課題 1
記録のうち、「[mark] the chocolate sprinkle」を含む行から始まり記録の末尾で終わる部分を、両端を含めて一字一句そのまま書き写してください。画像は答えに含めないでください。

一方で富士通とNECは、ともに売上高の約3割を占める光ファイバー関連など通信部門の不振が響き、2003年3月期の売上高を下方修正した。NECは初の無配に転落し、富士通の税引き後利益は2期連続の赤字となる。
業績好調なソニーも「個人消費の低迷は予断を許さない」(徳中暉久副社長)と、2003年3月期の業績の上方修正は見送った。東芝や日立製作所も「デフレによる価格下落を、リストラ効果とDVDなど一部の好調な製品で何とかカバーしている」(東芝・島上清明副社長)状況で、まだ完全な「V字回復」には至っていない。
■経営改革■
各社は2001年度までに相次いで打ち出した万人規模の人員削減を今年度中にほぼ完了しており、これ以上の人員削減を行う余地はなくなっている。このため各社は売り上げが減っても収益を上げられる事業再編を加速させている。
日立は昨秋に液晶ディスプレーを分社化し、来年度からの中期経営計画では、売上高の2割にあたる約1兆6000億円の不採算事業から撤退する。「総合電機」の看板を下ろし、「これまで経営環境の変化に対応できなかった」(庄山悦彦社長)遅れを一気に取り戻す。

課題 2
抜粋本文について、次の問いに答えてください。
(a) 通信部門の不振が響いて2003年3月期の売上高を下方修正した2社はどこですか。
(b) 「個人消費の低迷は予断を許さない」と述べたのは、どの会社の誰ですか。
(c) 日立が撤退する不採算事業の規模は、金額でいくらですか。

物体ポイントのラベル
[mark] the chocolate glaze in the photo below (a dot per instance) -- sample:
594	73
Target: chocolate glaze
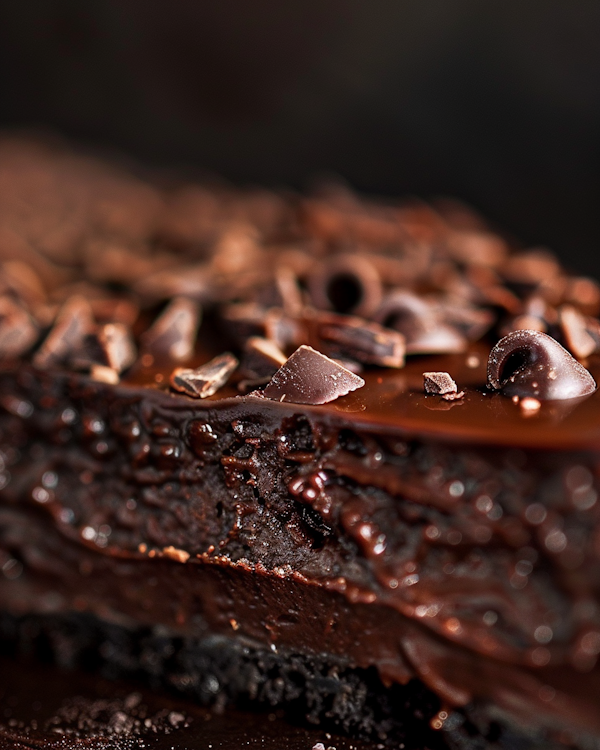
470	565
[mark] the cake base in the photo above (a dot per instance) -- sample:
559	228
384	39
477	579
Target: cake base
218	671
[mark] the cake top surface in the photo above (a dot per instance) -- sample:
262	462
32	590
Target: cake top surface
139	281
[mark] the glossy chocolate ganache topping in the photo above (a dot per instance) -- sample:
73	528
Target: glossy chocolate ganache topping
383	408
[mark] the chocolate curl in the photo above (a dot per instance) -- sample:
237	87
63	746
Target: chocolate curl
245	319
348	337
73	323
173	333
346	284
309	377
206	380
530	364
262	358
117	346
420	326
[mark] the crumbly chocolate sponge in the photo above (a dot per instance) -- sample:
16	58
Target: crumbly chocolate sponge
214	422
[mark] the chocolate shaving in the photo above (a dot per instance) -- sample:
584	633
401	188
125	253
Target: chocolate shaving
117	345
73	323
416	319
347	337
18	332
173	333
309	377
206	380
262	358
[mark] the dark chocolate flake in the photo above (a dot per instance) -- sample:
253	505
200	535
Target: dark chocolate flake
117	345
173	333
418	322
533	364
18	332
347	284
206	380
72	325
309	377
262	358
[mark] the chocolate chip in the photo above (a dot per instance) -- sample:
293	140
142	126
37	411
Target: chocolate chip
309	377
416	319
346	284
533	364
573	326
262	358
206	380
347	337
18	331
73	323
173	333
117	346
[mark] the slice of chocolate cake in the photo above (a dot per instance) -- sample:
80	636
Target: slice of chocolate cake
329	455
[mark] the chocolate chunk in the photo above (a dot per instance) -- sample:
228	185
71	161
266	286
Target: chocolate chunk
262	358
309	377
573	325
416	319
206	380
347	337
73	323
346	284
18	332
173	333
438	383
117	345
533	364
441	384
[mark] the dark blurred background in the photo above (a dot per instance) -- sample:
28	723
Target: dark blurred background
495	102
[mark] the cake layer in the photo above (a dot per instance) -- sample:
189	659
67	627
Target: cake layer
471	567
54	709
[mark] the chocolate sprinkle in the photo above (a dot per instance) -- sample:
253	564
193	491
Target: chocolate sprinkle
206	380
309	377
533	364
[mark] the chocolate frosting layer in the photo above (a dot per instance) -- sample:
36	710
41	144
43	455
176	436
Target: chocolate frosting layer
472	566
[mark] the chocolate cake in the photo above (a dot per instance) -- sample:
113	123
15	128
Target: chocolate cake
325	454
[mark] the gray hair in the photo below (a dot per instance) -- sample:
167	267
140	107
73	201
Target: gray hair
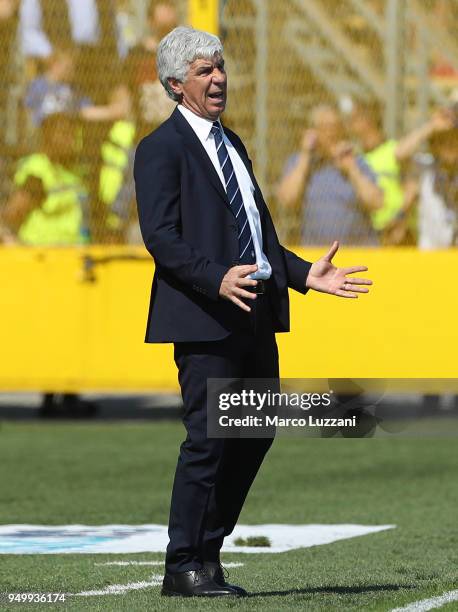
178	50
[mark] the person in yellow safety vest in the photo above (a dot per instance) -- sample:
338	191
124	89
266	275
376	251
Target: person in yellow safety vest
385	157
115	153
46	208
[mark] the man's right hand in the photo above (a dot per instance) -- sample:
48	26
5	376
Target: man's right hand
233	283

正解 1
[mark] the chocolate sprinkle in the photo above (a dot per instance) -- sample:
253	564
193	491
Target: chocolate sprinkle
206	380
309	377
533	364
[mark] the chocolate frosting layer in the photo above (a dot per instance) -- sample:
36	710
41	144
43	455
176	436
Target: chocolate frosting layer
472	566
[mark] the chocolate cake in the photo above (a dot per instance) -- sample:
113	123
15	128
Target: chocolate cake
325	454
[mark] the gray hair in the photo below (a dot per instance) -- sample:
167	267
140	107
73	201
Target: gray hair
178	50
[mark] the person in yellow safety vest in the photo above (a dot per instance) -- sample:
338	191
124	89
266	275
376	251
Target: person in yellow safety vest
385	157
115	153
46	208
[mark] the man's right hand in the photo above (a dot per instance) -- sample:
48	26
5	376
Target: man's right hand
233	283

正解 2
(a) 富士通とNEC
(b) ソニーの徳中暉久副社長
(c) 約1兆6000億円（売上高の2割）